EXERCISE REQUIREMENTS ▸ Format everything from the line containing "belt in the photo above." down to the last line as a Markdown table with the columns No. and Text, omitting blank lines.

Object pointing dataset rows ▸
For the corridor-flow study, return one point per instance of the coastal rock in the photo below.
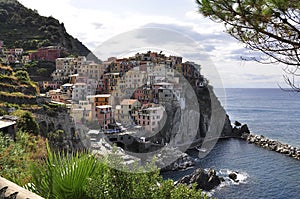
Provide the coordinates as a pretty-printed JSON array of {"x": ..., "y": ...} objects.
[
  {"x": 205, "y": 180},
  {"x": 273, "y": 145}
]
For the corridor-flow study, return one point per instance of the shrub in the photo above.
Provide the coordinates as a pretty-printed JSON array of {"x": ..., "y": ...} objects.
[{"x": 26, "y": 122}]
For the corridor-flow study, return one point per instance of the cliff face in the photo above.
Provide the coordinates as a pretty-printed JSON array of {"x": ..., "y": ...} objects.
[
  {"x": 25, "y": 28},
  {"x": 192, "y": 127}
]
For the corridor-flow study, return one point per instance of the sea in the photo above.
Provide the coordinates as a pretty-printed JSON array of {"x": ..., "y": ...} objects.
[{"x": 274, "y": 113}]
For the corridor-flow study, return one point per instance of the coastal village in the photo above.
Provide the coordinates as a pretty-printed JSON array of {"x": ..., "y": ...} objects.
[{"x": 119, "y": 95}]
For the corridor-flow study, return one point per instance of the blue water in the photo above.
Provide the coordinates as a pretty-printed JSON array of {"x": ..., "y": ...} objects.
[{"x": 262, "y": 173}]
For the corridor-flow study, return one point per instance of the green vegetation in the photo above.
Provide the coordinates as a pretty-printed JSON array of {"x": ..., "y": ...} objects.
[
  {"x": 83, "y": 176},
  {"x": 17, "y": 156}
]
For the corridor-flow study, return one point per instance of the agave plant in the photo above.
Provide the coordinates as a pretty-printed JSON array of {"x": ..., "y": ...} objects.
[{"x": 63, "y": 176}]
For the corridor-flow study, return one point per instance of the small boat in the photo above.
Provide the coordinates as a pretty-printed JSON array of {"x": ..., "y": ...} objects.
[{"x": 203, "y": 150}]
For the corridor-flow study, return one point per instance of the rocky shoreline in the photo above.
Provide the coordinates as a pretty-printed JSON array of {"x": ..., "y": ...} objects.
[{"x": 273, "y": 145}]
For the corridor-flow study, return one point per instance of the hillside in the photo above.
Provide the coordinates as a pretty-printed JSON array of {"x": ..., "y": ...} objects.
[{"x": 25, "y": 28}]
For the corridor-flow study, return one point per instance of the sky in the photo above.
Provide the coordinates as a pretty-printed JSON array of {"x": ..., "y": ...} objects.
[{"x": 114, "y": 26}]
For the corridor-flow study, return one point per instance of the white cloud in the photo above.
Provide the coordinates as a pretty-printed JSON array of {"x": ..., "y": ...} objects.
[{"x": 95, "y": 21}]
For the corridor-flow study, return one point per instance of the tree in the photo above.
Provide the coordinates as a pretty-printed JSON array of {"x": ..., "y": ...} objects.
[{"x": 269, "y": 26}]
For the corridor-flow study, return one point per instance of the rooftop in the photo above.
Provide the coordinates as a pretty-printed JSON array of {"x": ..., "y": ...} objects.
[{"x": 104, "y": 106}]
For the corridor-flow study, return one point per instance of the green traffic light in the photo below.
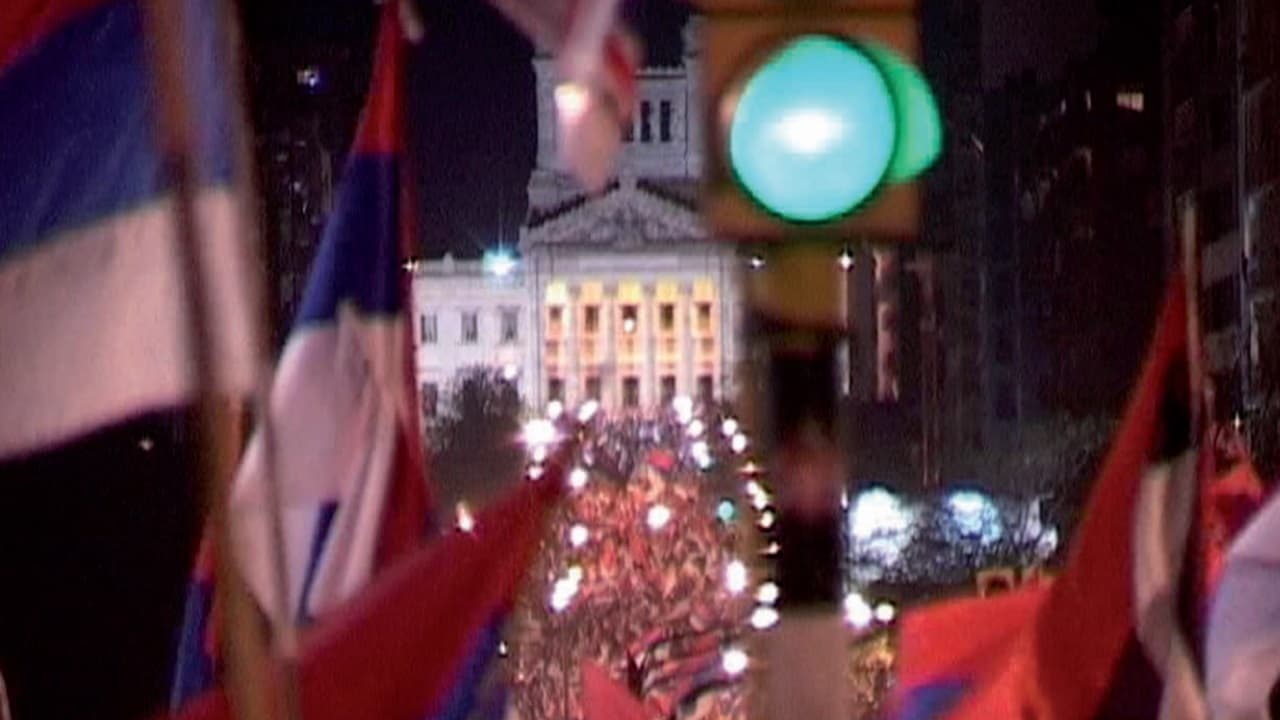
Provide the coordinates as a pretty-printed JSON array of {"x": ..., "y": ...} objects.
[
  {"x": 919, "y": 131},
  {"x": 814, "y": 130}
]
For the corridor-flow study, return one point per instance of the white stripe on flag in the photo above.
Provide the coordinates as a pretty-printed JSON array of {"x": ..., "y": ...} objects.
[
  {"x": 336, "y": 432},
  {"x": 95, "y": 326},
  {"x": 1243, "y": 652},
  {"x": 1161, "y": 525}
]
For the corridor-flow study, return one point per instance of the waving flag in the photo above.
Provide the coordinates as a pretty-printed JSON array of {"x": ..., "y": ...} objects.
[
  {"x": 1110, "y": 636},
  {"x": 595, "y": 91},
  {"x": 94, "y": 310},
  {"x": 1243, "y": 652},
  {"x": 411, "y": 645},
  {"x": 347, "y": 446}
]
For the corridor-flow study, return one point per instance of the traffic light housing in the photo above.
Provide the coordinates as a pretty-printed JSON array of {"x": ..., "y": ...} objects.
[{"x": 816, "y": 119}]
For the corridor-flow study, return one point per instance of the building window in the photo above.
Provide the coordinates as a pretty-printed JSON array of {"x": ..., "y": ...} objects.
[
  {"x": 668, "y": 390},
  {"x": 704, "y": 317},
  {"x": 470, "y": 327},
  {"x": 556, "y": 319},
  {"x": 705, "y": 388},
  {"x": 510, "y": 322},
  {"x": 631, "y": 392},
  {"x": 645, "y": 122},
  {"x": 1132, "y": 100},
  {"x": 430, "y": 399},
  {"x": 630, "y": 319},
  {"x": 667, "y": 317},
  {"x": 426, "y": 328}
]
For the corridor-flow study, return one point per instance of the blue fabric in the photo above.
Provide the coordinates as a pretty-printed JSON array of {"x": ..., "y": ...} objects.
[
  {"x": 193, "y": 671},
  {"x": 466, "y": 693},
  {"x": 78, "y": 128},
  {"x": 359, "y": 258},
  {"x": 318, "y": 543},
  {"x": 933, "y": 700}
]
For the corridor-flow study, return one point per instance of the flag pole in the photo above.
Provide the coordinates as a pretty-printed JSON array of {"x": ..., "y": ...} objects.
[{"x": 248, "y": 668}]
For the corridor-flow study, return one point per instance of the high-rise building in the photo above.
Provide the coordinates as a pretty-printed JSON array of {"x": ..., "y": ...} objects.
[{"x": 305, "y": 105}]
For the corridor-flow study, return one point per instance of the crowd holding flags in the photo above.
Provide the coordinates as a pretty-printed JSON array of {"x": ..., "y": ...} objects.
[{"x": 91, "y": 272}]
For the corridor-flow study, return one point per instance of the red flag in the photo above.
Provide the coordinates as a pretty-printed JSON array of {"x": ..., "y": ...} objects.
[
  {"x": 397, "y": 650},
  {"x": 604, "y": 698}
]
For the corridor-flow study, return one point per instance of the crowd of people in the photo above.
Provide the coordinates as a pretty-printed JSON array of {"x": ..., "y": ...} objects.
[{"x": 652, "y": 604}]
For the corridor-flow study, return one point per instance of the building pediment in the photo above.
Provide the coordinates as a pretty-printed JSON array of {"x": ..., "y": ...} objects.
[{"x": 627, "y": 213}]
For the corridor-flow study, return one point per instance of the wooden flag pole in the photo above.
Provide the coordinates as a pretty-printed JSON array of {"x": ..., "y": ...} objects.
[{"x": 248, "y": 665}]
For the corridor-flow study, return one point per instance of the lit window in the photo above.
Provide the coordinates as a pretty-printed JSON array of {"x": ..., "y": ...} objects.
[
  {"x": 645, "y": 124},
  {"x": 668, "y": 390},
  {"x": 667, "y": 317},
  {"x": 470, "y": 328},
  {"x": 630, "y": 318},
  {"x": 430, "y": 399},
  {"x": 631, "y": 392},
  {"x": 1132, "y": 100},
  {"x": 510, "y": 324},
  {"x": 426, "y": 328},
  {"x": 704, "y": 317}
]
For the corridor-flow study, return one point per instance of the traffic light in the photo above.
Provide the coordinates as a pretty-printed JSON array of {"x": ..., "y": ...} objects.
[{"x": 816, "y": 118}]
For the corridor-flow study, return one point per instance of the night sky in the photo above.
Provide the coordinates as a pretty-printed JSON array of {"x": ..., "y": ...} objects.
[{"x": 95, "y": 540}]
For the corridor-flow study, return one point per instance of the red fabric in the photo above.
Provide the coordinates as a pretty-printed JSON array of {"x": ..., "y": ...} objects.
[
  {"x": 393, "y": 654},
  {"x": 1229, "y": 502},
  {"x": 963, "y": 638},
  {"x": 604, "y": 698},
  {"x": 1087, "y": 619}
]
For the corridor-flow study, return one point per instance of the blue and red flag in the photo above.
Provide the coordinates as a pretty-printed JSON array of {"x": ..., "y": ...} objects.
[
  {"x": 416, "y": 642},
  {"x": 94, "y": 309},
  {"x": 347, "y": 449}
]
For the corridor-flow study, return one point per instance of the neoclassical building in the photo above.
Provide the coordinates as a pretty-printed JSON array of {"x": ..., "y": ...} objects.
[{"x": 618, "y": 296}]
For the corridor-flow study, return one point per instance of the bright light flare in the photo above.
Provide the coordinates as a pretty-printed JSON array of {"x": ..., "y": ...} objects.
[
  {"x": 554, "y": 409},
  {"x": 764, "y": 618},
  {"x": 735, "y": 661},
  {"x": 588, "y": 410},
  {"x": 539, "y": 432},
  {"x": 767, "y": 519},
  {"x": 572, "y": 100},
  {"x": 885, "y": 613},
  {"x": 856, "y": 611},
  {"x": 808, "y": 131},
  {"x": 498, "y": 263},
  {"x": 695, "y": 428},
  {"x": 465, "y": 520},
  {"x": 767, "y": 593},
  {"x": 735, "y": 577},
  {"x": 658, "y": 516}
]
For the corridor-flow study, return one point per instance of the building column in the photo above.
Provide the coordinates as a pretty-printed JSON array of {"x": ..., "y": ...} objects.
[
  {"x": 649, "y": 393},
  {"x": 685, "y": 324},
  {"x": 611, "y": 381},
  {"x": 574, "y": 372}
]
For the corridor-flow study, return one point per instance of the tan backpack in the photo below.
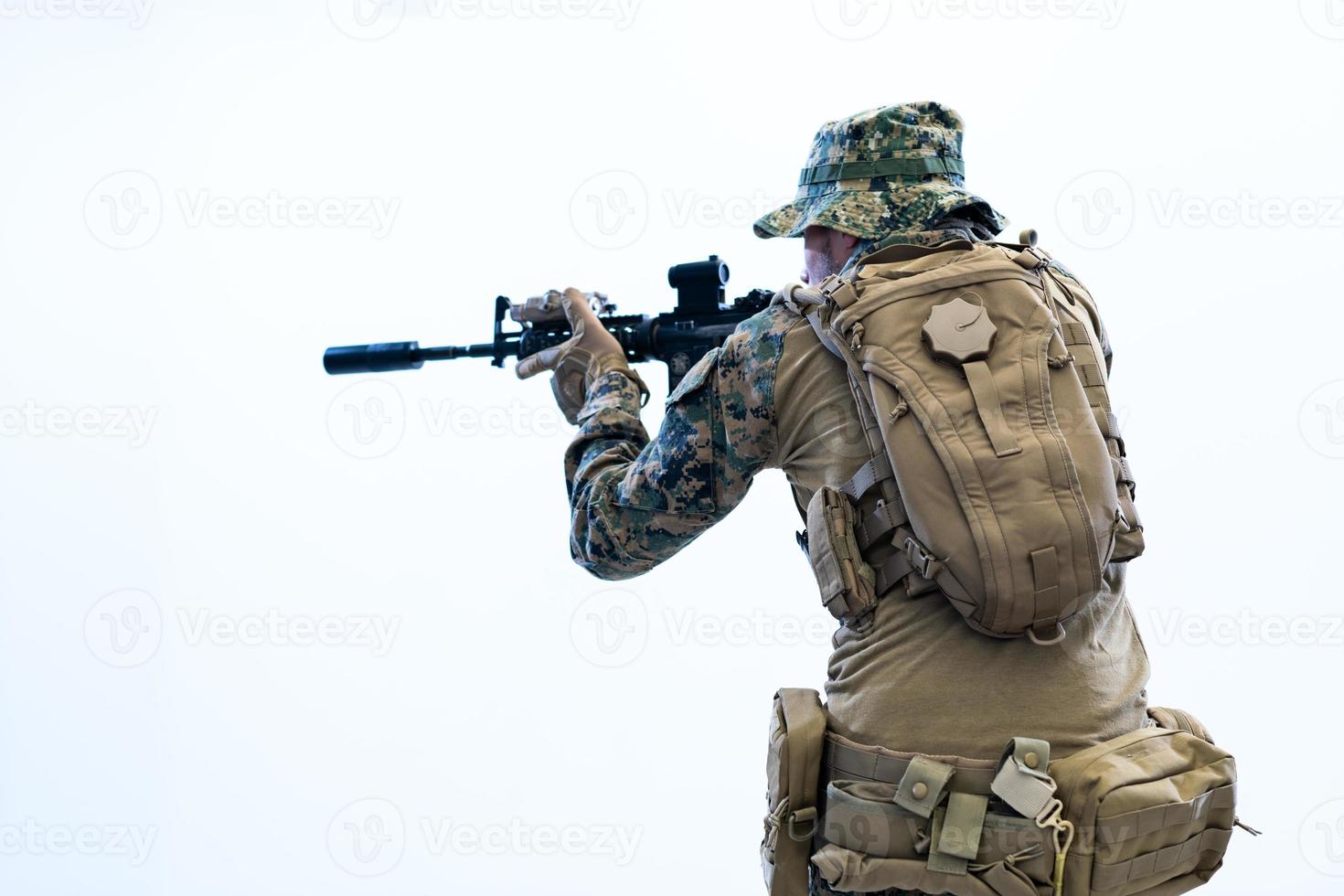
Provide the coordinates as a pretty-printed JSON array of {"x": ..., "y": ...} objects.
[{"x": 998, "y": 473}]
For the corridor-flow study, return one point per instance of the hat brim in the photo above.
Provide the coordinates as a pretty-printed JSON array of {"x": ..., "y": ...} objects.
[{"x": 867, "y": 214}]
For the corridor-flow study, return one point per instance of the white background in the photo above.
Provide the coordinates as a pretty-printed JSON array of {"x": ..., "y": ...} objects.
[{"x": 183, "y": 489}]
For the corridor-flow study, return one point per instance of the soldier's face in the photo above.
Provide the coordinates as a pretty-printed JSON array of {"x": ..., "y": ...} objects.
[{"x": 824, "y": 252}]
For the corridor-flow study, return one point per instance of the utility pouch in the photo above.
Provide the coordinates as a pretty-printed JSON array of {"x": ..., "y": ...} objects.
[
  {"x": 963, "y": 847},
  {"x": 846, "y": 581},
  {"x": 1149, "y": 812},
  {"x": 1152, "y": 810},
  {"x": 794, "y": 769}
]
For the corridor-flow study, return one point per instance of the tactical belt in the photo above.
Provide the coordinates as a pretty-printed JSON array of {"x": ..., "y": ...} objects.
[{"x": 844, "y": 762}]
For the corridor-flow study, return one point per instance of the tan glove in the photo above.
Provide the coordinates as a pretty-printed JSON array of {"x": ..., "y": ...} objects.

ANSWER TO THIS TASK ▸
| No. | Text |
|---|---|
| 1 | For the corridor-flow study, return one point per instance of the tactical belt in the photo above. |
| 2 | Provide the coordinates as a pretty-printed JSON array of {"x": ..., "y": ...} objects. |
| 3 | [{"x": 844, "y": 762}] |
| 4 | For the corridor-flow study, return one point per instance of the tan glove in the photo above. |
| 5 | Provide the coordinates as a pretty-printed JSON array of {"x": ..., "y": ...} objects. |